BRANO ESTRATTO »
"""

Circa sette anni ci sono voluti. Circa sette anni di silenzio per quello che, con solo un album nel 1999 (The Strength To Dream), si era già affermato come uno dei più importanti gruppi di doom tradizionale, per poi sparire dalla circolazione lasciando un vuoto difficilmente colmabile. Sette anni che i due mastermind hanno utilizzato per dedicarsi alle proprie passioni: la recitazione per il cantante/chitarrista Patrick Walker, e l’insegnamento per il batterista Stuart Springthorpe. Ma sarebbe stato un delitto mettere la parola fine ai Warning, e probabilmente loro stessi ne erano consapevoli, ragion per cui è fin dal 2005 che era iniziata la composizione dell’album che ora possiamo avere fra le mani, album che ha finito poi per rivelarsi una monumentale opera doom come solo da loro potevamo aspettarci. Signori, Watching From A Distance è qui, i Warning sono tornati.

"""

RIGHE DI DATI »
"""

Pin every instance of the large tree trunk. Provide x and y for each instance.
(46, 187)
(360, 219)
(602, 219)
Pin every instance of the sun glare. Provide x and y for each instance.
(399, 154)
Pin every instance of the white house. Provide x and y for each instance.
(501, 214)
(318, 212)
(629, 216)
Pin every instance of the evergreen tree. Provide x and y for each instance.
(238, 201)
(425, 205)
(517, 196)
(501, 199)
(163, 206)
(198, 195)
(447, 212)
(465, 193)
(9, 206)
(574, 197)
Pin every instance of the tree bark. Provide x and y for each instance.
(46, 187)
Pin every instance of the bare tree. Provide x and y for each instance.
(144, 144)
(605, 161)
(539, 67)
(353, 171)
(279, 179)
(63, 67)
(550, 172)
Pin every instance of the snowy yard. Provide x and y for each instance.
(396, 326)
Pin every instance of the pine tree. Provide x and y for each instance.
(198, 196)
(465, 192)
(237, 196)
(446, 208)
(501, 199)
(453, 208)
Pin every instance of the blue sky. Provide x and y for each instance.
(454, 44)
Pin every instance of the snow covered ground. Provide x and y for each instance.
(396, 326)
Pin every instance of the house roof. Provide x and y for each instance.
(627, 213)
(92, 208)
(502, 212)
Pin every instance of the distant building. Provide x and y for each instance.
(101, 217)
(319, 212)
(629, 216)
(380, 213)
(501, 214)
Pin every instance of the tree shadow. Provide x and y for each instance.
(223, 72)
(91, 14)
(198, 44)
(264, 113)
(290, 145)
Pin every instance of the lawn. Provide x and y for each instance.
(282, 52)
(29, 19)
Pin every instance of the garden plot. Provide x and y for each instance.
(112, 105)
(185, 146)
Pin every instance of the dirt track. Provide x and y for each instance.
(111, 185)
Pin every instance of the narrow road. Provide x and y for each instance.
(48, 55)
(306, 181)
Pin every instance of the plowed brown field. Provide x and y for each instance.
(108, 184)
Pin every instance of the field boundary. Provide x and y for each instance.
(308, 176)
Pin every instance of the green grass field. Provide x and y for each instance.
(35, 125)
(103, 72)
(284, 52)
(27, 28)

"""

ELENCO DEI COMPITI »
(a) Trascrivi parola per parola la parte del brano sul ritorno dei Warning che si apre con le parole contenenti "Circa sette anni ci" e si chiude con "Warning sono tornati.".
(b) Raccogli tutte le righe dei record in cui compare la stringa "tree", facendo caso a maiuscole e minuscole.

RISPOSTE »
(a)
Circa sette anni ci sono voluti. Circa sette anni di silenzio per quello che, con solo un album nel 1999 (The Strength To Dream), si era già affermato come uno dei più importanti gruppi di doom tradizionale, per poi sparire dalla circolazione lasciando un vuoto difficilmente colmabile. Sette anni che i due mastermind hanno utilizzato per dedicarsi alle proprie passioni: la recitazione per il cantante/chitarrista Patrick Walker, e l’insegnamento per il batterista Stuart Springthorpe. Ma sarebbe stato un delitto mettere la parola fine ai Warning, e probabilmente loro stessi ne erano consapevoli, ragion per cui è fin dal 2005 che era iniziata la composizione dell’album che ora possiamo avere fra le mani, album che ha finito poi per rivelarsi una monumentale opera doom come solo da loro potevamo aspettarci. Signori, Watching From A Distance è qui, i Warning sono tornati.

(b)
Pin every instance of the large tree trunk. Provide x and y for each instance.
Pin every instance of the evergreen tree. Provide x and y for each instance.
Pin every instance of the tree bark. Provide x and y for each instance.
Pin every instance of the bare tree. Provide x and y for each instance.
Pin every instance of the pine tree. Provide x and y for each instance.
Pin every instance of the tree shadow. Provide x and y for each instance.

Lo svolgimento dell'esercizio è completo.